-- Tasks and exercises --
1: Summarize the rivalry column in two sentences.
2: Reproduce the part of the rivalry column starting with "It’s like it" and going on through "visa that summer.".
3: Rewrite the paragraph of the rivalry column that begins "IT’S only 25 years since Meath’s" in a shorter form, keeping its main facts.

-- Text passage --
Irish Daily Mail

Cooper’s coolness on great rivalry says it all

- Liam Hayes

IT’S only 25 years since Meath’s four game dance with Dublin in the first round of the Leinster Championsh­ip, and exactly this month as it happens, but all of us who were on the field at that time have been put in our place by Jonny Cooper. And it is not such a bad place to be at all. The teak tough and bravest of brave Dublin defender has placed the men of 1991 back in time with the Tuatha Dé Danann and the Fir Bolgs, and all of those allegedly hearty gentlemen found deep in this country’s mythology. Yep, we’re folklore. We’re so far back in football history that all of the happenings and deeds on the field in those four games played over five weeks, including Kevin Foley’s concluding goal that stretched the length of the field, have only been passed down to the present generation by word of mouth.

It’s like it never really happened, right?

‘The rivalry is folklore,’ explained Cooper, ‘and I wasn’t around in 2010 when Meath beat Dublin.’ Johnny was in the United States on a J1 student visa that summer.

-- Supplied information --
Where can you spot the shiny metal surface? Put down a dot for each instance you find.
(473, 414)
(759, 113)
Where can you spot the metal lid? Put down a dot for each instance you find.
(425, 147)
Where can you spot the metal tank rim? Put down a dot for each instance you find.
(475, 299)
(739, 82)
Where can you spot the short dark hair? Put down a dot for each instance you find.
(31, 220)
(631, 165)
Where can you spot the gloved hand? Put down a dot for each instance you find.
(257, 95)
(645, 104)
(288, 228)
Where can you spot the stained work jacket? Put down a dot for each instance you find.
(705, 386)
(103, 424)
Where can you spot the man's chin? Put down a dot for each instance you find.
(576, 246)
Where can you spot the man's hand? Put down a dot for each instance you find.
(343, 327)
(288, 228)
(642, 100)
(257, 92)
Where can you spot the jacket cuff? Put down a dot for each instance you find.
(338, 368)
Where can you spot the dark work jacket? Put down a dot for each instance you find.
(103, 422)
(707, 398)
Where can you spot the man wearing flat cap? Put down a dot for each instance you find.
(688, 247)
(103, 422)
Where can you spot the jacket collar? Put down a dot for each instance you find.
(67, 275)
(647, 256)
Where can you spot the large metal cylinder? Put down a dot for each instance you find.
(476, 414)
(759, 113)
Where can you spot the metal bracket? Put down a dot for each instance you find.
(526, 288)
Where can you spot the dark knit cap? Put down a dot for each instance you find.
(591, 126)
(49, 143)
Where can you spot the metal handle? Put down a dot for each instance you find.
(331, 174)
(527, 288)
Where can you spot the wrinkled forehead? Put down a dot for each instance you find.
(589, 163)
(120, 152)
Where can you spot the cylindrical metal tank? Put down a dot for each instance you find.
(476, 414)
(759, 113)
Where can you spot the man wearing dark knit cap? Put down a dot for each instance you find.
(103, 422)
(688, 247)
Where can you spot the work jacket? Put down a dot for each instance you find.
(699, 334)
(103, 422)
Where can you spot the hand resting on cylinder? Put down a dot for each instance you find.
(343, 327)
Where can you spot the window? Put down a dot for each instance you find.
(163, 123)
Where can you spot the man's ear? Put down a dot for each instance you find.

-- Answer set --
1: Twenty-five years after Meath and Dublin played four games in the first round of the Leinster Championship, Dublin defender Jonny Cooper has called the rivalry folklore, which the writer, one of the 1991 players, says places those men among the figures of the country's mythology. Cooper added that he was not around in 2010 when Meath beat Dublin, since he was in the United States on a J1 student visa that summer.

2:
It’s like it never really happened, right?

‘The rivalry is folklore,’ explained Cooper, ‘and I wasn’t around in 2010 when Meath beat Dublin.’ Johnny was in the United States on a J1 student visa that summer.

3: Twenty-five years ago this month, Meath and Dublin played four games over five weeks in the first round of the Leinster Championship. Dublin defender Jonny Cooper has now placed the men of 1991 alongside the Tuatha Dé Danann and the Fir Bolgs of the country's mythology. In this view the games are so far back in football history that their deeds, including Kevin Foley's concluding goal that stretched the length of the field, have reached the present generation only by word of mouth.